▸ **Activity**:
Although the records contain pictures, the copy must not; reproduce everything else in them exactly.

▸ **Exercise inputs**:

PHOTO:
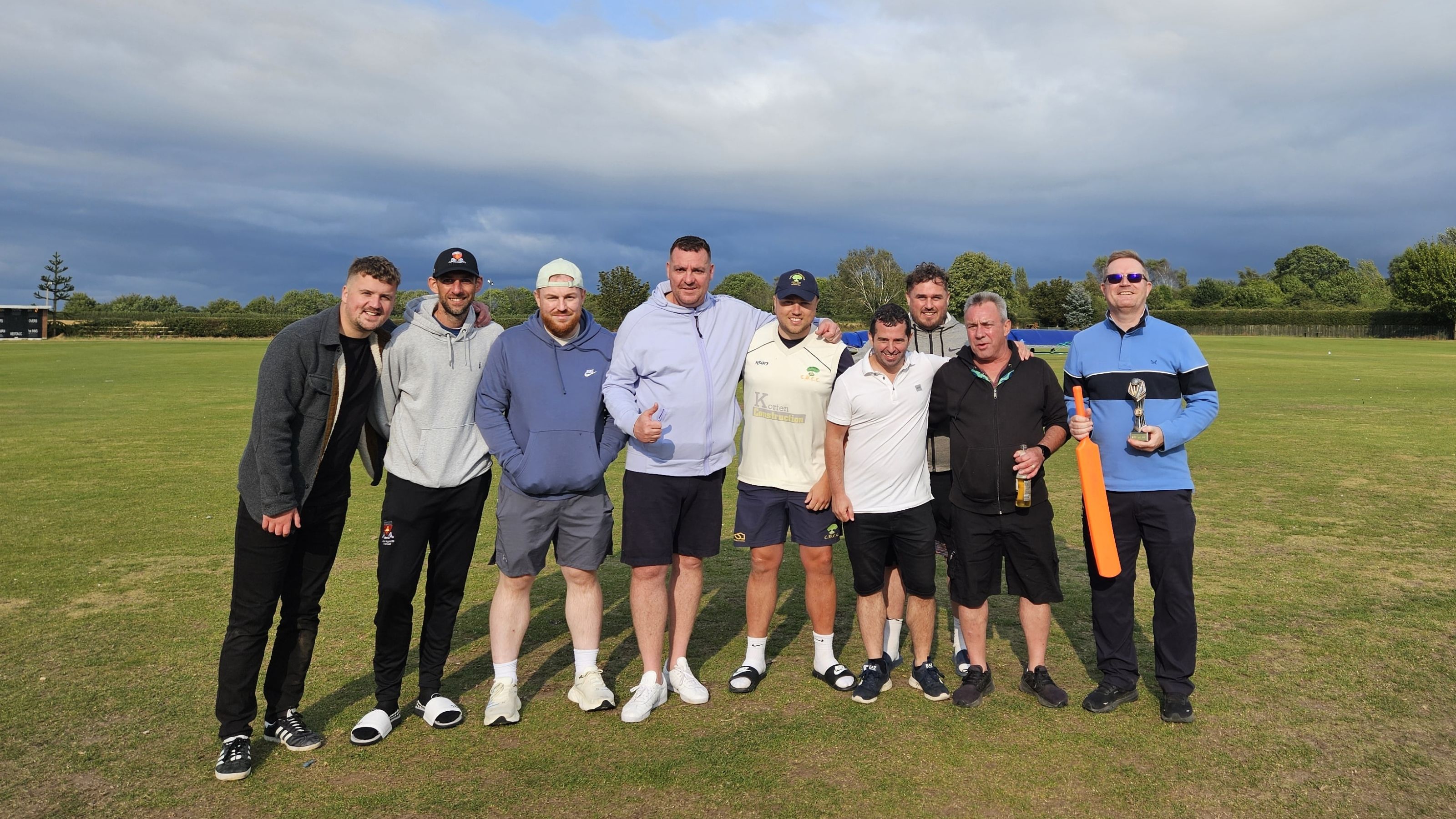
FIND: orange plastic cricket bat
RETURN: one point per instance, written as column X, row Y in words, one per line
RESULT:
column 1094, row 501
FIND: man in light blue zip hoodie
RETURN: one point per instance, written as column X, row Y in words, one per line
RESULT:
column 439, row 479
column 673, row 389
column 541, row 411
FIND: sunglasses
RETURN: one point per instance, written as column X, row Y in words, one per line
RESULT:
column 1117, row 278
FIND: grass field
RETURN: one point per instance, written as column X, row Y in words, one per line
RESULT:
column 1325, row 579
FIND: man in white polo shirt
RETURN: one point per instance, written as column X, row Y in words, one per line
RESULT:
column 783, row 489
column 874, row 450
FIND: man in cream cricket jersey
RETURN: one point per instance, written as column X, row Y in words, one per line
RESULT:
column 783, row 488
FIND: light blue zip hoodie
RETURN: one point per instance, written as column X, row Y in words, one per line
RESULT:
column 688, row 361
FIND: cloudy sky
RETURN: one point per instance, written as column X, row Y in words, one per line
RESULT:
column 239, row 149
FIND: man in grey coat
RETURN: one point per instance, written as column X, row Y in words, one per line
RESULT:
column 315, row 390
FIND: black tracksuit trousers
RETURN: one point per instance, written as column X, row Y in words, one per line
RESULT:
column 417, row 517
column 1164, row 524
column 267, row 571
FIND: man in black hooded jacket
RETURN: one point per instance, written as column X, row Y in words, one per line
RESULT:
column 1005, row 418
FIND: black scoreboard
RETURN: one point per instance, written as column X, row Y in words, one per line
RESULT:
column 22, row 322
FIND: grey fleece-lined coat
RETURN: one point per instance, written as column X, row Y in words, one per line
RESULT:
column 300, row 383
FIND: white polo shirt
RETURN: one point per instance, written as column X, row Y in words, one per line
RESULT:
column 885, row 454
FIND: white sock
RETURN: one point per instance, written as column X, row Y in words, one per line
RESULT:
column 893, row 639
column 824, row 658
column 755, row 655
column 506, row 671
column 586, row 659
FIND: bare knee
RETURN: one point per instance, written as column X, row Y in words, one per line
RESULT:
column 579, row 578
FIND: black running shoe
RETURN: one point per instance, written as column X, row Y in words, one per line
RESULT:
column 1177, row 709
column 292, row 734
column 1107, row 697
column 235, row 761
column 873, row 680
column 975, row 684
column 1037, row 681
column 928, row 680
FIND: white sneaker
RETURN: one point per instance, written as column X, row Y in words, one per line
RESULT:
column 504, row 706
column 647, row 696
column 592, row 693
column 681, row 680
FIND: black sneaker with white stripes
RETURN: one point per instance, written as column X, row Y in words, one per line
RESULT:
column 237, row 760
column 292, row 734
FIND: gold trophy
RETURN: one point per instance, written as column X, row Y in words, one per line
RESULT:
column 1139, row 390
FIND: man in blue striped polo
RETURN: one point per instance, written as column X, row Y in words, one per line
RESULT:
column 1148, row 482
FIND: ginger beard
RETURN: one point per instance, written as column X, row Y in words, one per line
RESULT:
column 561, row 309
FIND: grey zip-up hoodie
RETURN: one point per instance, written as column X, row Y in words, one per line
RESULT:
column 426, row 407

▸ **Solution below**:
PHOTO:
FIND: orange plastic cricket bat
RETURN: one point per instance, written as column X, row Y in words, one per line
RESULT:
column 1094, row 501
FIND: man in light blue zip hoodie
RETURN: one point per instance, written as column X, row Y in words, one per line
RESULT:
column 439, row 479
column 673, row 389
column 541, row 411
FIND: sunglasses
RETURN: one point per instance, written as column X, row Y in words, one per line
RESULT:
column 1117, row 278
FIND: grass field
RETURN: one point per instance, written as column X, row Y in words, one per line
RESULT:
column 1325, row 579
FIND: man in white polo shirt
RETURN: one point per instance, written as column X, row Y in words, one per line
RESULT:
column 783, row 489
column 874, row 450
FIND: man in cream cricket jersey
RETURN: one point per instance, written as column X, row Y in words, one per line
RESULT:
column 783, row 488
FIND: light blue zip hoodie
RETURN: one point per instance, written as column X, row Y in words, one per line
RESULT:
column 688, row 361
FIND: cloudy sky
RETURN: one point per instance, written as column X, row Y in words, one per line
RESULT:
column 239, row 149
FIND: man in grey coat
RETURN: one point per instance, written as column X, row Y in words, one per line
RESULT:
column 315, row 390
FIND: black tracksuit trousers
RETURN: one point per instance, written as column X, row Y in words, one per line
RESULT:
column 417, row 517
column 1164, row 524
column 267, row 571
FIND: man in black hooded jacket
RETURN: one point per instance, written as column X, row Y in words, one per line
RESULT:
column 1005, row 418
FIND: black scoreboard
RETURN: one point per instance, written as column X, row Y in words, one per line
RESULT:
column 22, row 322
FIND: grey fleece-lined coat
RETURN: one point per instance, written as column X, row Y in words, one per line
RESULT:
column 300, row 383
FIND: white polo shirt
RETURN: one point per instance, written as column X, row Y in words, one per line
RESULT:
column 885, row 454
FIND: white sock
RETURN: one point per instance, written as column X, row Y in words, one per line
RESULT:
column 893, row 639
column 824, row 658
column 755, row 655
column 506, row 671
column 586, row 659
FIND: bare knee
RETURN: one point per instance, written as column X, row Y in words, one per line
RESULT:
column 579, row 578
FIND: black running shoe
RETURN: one point per instance, written as column X, row Y in words, one per line
RESULT:
column 1177, row 709
column 292, row 734
column 1107, row 697
column 235, row 761
column 873, row 680
column 975, row 684
column 1037, row 681
column 928, row 680
FIND: white sneaker
RETURN: one point per instance, written as column X, row Y in words, one per line
RESULT:
column 504, row 706
column 647, row 696
column 592, row 693
column 681, row 680
FIND: black sneaker with white stripes
RETURN: one point per instance, written as column X, row Y in words, one per line
RESULT:
column 237, row 760
column 292, row 734
FIND: gold trophy
RETURN: one point per instance, written as column X, row Y in words, one per line
RESULT:
column 1139, row 390
FIND: man in blue striped polo
RETURN: one point per instance, written as column X, row Y in words, one per line
RESULT:
column 1148, row 482
FIND: ginger beard
RETURN: one point per instance, written as column X, row Y in words, one per line
RESULT:
column 561, row 309
FIND: grey zip-up hoodie
RETURN: one point per instance, written as column X, row Y in words, one per line
RESULT:
column 426, row 407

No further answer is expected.